> **Task statement**
What do the lines from the one containing "Give every instance of the green" through the end of the entries say? Quote them exactly, and only them.

[Collected data]
* * * *
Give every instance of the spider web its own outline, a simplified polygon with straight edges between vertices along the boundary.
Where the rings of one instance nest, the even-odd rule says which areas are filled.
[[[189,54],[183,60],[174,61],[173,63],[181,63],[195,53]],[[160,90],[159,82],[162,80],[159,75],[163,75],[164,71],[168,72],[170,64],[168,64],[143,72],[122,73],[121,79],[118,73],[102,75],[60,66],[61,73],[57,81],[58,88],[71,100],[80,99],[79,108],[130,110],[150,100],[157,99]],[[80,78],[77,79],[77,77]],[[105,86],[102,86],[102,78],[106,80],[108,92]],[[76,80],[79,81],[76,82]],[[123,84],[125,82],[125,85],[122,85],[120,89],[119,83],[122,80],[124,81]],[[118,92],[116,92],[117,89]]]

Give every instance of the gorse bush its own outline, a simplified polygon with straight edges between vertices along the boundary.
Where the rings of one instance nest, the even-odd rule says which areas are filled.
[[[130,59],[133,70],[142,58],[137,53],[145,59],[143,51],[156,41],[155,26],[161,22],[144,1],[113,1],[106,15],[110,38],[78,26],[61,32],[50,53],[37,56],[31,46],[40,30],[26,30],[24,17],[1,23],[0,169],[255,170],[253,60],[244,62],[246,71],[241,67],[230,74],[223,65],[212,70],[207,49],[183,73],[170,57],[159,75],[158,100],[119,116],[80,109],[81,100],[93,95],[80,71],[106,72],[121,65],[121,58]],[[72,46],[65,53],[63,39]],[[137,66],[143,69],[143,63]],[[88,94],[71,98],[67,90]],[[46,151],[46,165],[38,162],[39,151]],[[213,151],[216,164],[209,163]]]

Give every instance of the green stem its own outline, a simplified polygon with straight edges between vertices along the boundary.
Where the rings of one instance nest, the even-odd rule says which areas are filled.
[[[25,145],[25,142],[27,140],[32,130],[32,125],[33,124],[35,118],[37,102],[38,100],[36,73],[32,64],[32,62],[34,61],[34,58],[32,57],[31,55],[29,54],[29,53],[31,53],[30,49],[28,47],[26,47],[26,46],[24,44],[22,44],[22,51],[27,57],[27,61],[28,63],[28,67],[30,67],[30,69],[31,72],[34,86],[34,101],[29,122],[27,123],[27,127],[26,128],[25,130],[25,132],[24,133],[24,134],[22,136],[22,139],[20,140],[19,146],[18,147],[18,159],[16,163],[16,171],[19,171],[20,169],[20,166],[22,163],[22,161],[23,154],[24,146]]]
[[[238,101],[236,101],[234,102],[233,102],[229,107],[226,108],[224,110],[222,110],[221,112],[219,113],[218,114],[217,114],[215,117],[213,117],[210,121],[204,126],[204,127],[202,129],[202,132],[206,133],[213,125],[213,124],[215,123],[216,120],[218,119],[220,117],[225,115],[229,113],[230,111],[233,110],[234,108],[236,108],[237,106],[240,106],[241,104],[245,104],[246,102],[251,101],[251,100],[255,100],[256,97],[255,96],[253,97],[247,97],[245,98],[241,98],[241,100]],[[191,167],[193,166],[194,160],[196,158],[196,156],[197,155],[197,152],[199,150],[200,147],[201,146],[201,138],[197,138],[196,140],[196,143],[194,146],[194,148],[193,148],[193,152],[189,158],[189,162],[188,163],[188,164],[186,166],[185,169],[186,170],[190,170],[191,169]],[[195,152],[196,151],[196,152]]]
* * * *
> **Response**
Give every instance of the green stem its own outline, a simplified polygon with straight edges between vertices along the boundary.
Where the rings of one instance nest, the even-odd rule says which areas are filled.
[[[25,145],[25,142],[27,140],[32,130],[32,125],[33,124],[35,118],[37,102],[38,100],[36,73],[32,64],[32,62],[34,61],[34,58],[32,57],[31,55],[29,54],[29,53],[31,53],[30,49],[28,47],[26,47],[26,46],[24,44],[22,44],[22,51],[27,57],[27,61],[28,63],[28,67],[30,67],[30,69],[31,72],[34,86],[34,101],[29,122],[27,123],[27,127],[26,128],[25,130],[25,132],[24,133],[24,134],[22,136],[22,139],[20,140],[19,146],[18,147],[18,159],[16,163],[16,171],[19,171],[20,169],[20,166],[22,163],[22,161],[23,154],[24,146]]]
[[[238,101],[236,101],[234,102],[233,102],[229,107],[226,108],[224,110],[222,110],[221,112],[219,113],[218,114],[217,114],[215,117],[213,117],[210,121],[204,126],[204,127],[202,129],[202,132],[206,133],[213,125],[213,124],[215,123],[216,120],[218,119],[220,117],[225,115],[229,113],[230,111],[233,110],[234,108],[236,108],[237,106],[240,106],[241,104],[245,104],[246,102],[251,101],[251,100],[255,100],[256,97],[255,96],[253,97],[247,97],[245,98],[241,98],[241,100]],[[191,167],[193,166],[194,160],[196,158],[196,156],[197,155],[197,152],[199,150],[200,147],[201,146],[201,138],[197,138],[196,140],[196,143],[194,146],[194,148],[193,148],[193,152],[189,158],[189,162],[188,163],[188,164],[186,166],[185,169],[186,170],[190,170],[191,169]],[[195,152],[196,151],[196,152]]]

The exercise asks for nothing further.